:: 本文抜粋

福井県の南西部・若狭地方(嶺南地域)のお雑煮は京都の影響を受けていると分かりました。そのお雑煮はどのように県内で変化するのでしょうか?

 

旧北陸道を北上すると、福井の嶺北と嶺南とを分ける木ノ芽山地があります。

木ノ芽峠。〈Google Maps〉より
 

大ざっぱに言って嶺北とは、木ノ芽山地よりも北にある福井平野を中心とした旧越前国。一方の嶺南とは、木ノ芽山地よりも南西部にある旧若狭国を中心としたエリアです。

 

若狭のお雑煮が完全に京都風であるのなら、木ノ芽山地を超えた嶺北地域のお雑煮にはどういった変化が起きるのでしょうか?

 

旧北陸道の主な宿場。イラスト:武井靖

今回のお雑煮を巡る調査では北陸3県にある全51の市町村に調査協力をお願いしました。

 

各自治体からの回答内容を見ると、同じ嶺北でも岐阜県境に近い山間地区(奥越前)の池田町と大野市の場合、代表的なお雑煮の姿は丸もち × 白みそだと分かります。

 

池田町と大野市の位置。白地図専門店の白地図にHOKUROKU編集部が画像編集をした

大野市の担当者によれば「どちらかと言うと白麹みそ」と白っぽいみそが主流だと言いますが、しっかりとした味わいの赤っぽいみそでつくる家庭も一方で少なくないと分かります。

 

同じみそ汁文化圏でも京都周辺の府県とは違って、福井の場合は白みそと赤みそが混在していると各種の先行研究を見ても分かります。

 

ただ、白だろうが赤だろうがみそはみそです。嶺北の奥越前の山間エリアにも京都風のお雑煮の影響が木ノ芽山地を越えてしっかりと届いているのですね。

福井市の中心部で親しまれるお雑煮

同じ嶺北(福井県北部)でも山間部ではなく越前海岸の海沿いはどうなのでしょうか?

::::

§ **取り組む課題**
1. 本文抜粋に名前が出てくる福井県内の市町を、すべて挙げてください。
2. 本文抜粋によると、池田町と大野市の代表的なお雑煮の姿はどのようなものですか。
3. 本文抜粋の「福井県の南西部・若狭地方(嶺」から「た変化が起きるのでしょうか?」までの部分を、「木ノ芽山地」を「木ノ芽山系」に置き換えて書き直してください。

:: 記録の抜粋

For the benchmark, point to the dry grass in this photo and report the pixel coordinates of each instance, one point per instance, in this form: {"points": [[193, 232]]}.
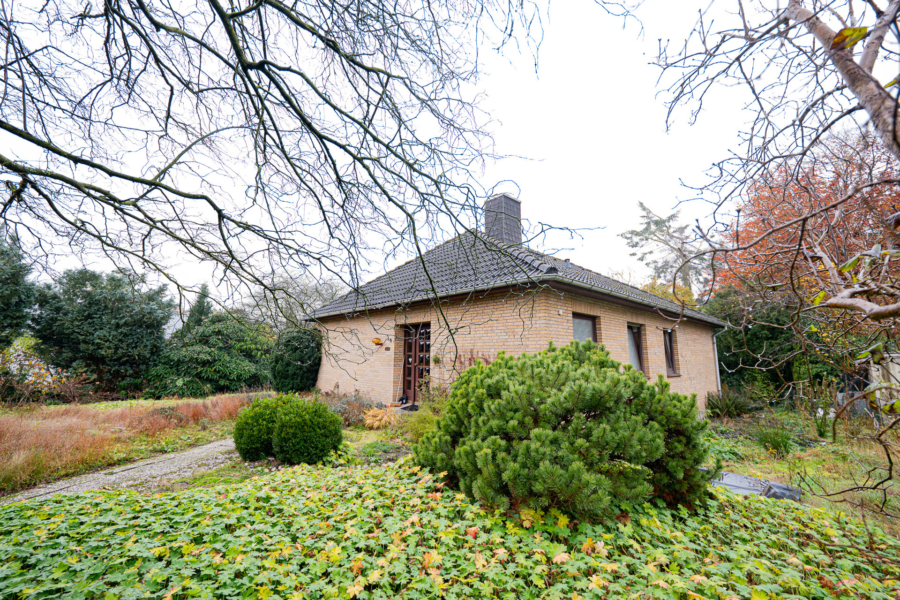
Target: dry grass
{"points": [[44, 443], [824, 469]]}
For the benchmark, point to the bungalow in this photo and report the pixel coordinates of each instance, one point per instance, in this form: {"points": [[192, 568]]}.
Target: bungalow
{"points": [[481, 293]]}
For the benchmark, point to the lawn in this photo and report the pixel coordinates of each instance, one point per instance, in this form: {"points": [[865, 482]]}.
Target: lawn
{"points": [[43, 443], [393, 532]]}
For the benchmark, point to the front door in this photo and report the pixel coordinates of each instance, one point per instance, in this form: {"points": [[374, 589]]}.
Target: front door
{"points": [[416, 358]]}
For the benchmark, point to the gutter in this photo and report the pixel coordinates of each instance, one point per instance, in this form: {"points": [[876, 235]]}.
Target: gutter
{"points": [[716, 352], [548, 277]]}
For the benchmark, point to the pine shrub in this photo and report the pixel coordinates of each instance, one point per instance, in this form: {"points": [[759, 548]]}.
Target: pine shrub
{"points": [[255, 428], [305, 432], [567, 428], [296, 360]]}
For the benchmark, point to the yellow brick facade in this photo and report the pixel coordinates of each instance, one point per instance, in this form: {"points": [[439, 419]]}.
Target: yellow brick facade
{"points": [[482, 324]]}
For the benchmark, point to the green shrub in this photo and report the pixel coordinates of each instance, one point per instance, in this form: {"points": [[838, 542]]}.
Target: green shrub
{"points": [[220, 354], [255, 428], [296, 359], [305, 432], [351, 409], [774, 436], [729, 403], [108, 327], [567, 428]]}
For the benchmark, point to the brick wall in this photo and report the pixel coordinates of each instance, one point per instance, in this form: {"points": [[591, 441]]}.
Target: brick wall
{"points": [[483, 324]]}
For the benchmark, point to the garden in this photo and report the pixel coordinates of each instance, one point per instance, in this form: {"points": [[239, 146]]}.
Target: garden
{"points": [[501, 497]]}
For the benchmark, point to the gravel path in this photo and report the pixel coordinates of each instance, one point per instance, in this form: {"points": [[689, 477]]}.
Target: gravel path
{"points": [[144, 475]]}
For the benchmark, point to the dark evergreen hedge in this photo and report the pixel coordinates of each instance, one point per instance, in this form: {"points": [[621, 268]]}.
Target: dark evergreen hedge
{"points": [[296, 360], [567, 428]]}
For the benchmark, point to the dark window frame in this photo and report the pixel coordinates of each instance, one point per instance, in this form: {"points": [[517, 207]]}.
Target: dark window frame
{"points": [[636, 333], [590, 318], [670, 350]]}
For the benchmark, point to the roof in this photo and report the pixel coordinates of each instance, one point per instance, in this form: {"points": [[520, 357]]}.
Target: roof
{"points": [[470, 262]]}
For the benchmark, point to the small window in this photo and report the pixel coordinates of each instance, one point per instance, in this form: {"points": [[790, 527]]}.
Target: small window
{"points": [[636, 347], [584, 328], [669, 342]]}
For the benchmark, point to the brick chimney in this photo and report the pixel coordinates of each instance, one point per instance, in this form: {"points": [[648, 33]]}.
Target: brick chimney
{"points": [[503, 219]]}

::::

§ **解答例**
1. 池田町、大野市、福井市

2. 丸もち × 白みそです。

3.
福井県の南西部・若狭地方(嶺南地域)のお雑煮は京都の影響を受けていると分かりました。そのお雑煮はどのように県内で変化するのでしょうか?

 

旧北陸道を北上すると、福井の嶺北と嶺南とを分ける木ノ芽山系があります。

木ノ芽峠。〈Google Maps〉より
 

大ざっぱに言って嶺北とは、木ノ芽山系よりも北にある福井平野を中心とした旧越前国。一方の嶺南とは、木ノ芽山系よりも南西部にある旧若狭国を中心としたエリアです。

 

若狭のお雑煮が完全に京都風であるのなら、木ノ芽山系を超えた嶺北地域のお雑煮にはどういった変化が起きるのでしょうか?